▸ **GESTELLTE AUFGABE A**:
Können Sie jede Zeile der gesamten Auflistung unten als Zeichenkette in einer JSON-Liste wiedergeben, ohne Leerzeilen und ohne die Bilder?

▸ **VORLIEGENDER TEXT**:
======
KNA: Herr Hill, warum sind Ihnen die katholischen Schulen in Hamburg so wichtig?
Nikolas Hill (Unternehmensberater und ehemaliger Staatsrat): Mit der Vermittlung grundlegender Werte bieten die katholischen Schulen den Kindern und Jugendlichen eine besondere Möglichkeit für die Entwicklung ihrer Persönlichkeit. Sie sind nicht nur für katholische Schüler da, sondern ganz bewusst auch für Angehörige anderer Konfessionen oder nicht religiös Gebundene. Sie zeichnen sich durch lebendige Integration aus, weil in der Schülerschaft 85 Nationen vertreten sind. Damit sind sie für mich ein wichtiger Beitrag zur Vielfalt des Bildungsangebots in Hamburg, der unbedingt, soweit es geht, erhalten werden muss.
======
▸ **Quelleinträge**:

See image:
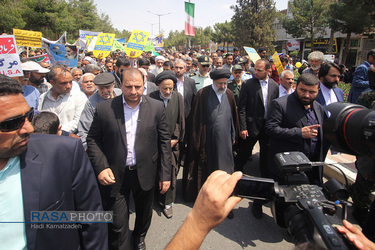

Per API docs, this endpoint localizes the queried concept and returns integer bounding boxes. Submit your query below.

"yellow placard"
[92,33,115,58]
[13,29,42,39]
[272,52,284,75]
[125,30,150,58]
[86,36,95,47]
[243,46,260,64]
[13,29,42,48]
======
▸ **GESTELLTE AUFGABE B**:
Beantworten Sie anhand des vorliegenden Textes:
(i) Welchen Beruf übt Nikolas Hill aus?
(ii) Wie viele Nationen sind in der Schülerschaft vertreten?
(iii) Für wen sind die katholischen Schulen neben katholischen Schülern ganz bewusst auch da?

▸ **SCHRIFTLICHE LÖSUNG A**:
[
  "See image:",
  "Per API docs, this endpoint localizes the queried concept and returns integer bounding boxes. Submit your query below.",
  "\"yellow placard\"",
  "[92,33,115,58]",
  "[13,29,42,39]",
  "[272,52,284,75]",
  "[125,30,150,58]",
  "[86,36,95,47]",
  "[243,46,260,64]",
  "[13,29,42,48]"
]

▸ **SCHRIFTLICHE LÖSUNG B**:
(i) Er ist Unternehmensberater und ehemaliger Staatsrat.
(ii) 85 Nationen.
(iii) Für Angehörige anderer Konfessionen und für nicht religiös Gebundene.